#### Task statement
Below are lines of data, and only some are wanted. Please repeat exactly those from the line that has "man in dark" through the line that has "of the child's".

#### Excerpted records
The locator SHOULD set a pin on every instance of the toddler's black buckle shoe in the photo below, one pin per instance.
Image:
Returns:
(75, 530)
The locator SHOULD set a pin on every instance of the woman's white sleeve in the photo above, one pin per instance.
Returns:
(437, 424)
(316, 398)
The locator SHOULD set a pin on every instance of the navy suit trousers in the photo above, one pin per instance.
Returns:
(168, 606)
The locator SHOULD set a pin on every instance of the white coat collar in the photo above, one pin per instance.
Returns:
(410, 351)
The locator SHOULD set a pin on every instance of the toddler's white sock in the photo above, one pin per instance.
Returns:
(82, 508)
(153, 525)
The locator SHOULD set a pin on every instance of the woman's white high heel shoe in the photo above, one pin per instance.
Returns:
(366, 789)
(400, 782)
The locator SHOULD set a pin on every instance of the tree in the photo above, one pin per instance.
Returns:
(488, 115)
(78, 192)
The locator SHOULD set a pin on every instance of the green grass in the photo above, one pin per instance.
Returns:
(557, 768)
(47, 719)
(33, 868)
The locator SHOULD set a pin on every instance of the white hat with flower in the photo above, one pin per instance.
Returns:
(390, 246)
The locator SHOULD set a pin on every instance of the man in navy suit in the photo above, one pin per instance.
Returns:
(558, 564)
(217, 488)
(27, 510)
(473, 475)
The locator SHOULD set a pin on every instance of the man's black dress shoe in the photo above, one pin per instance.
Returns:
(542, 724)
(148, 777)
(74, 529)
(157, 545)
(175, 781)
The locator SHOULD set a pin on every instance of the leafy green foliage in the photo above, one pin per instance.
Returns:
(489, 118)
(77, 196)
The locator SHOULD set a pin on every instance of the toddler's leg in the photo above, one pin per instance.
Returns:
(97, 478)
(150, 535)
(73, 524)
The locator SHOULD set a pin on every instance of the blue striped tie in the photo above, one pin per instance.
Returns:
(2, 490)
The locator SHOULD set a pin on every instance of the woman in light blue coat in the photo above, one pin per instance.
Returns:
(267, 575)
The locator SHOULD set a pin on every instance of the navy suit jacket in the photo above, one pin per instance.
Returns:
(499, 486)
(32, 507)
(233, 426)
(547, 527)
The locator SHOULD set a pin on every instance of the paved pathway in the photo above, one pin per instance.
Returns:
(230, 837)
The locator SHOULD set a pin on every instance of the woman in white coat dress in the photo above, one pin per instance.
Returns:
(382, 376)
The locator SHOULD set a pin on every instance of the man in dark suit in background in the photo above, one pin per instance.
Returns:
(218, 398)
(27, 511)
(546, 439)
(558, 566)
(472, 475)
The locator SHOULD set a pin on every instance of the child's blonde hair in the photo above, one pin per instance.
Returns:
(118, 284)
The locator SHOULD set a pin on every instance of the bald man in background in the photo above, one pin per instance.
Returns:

#### Answer to this problem
The locator SHOULD set a pin on every instance of the man in dark suit in background in the photo above, one pin per instance.
Returns:
(218, 398)
(27, 511)
(546, 439)
(558, 566)
(472, 475)
The locator SHOULD set a pin on every instance of the child's blonde hair in the photo above, one pin per instance.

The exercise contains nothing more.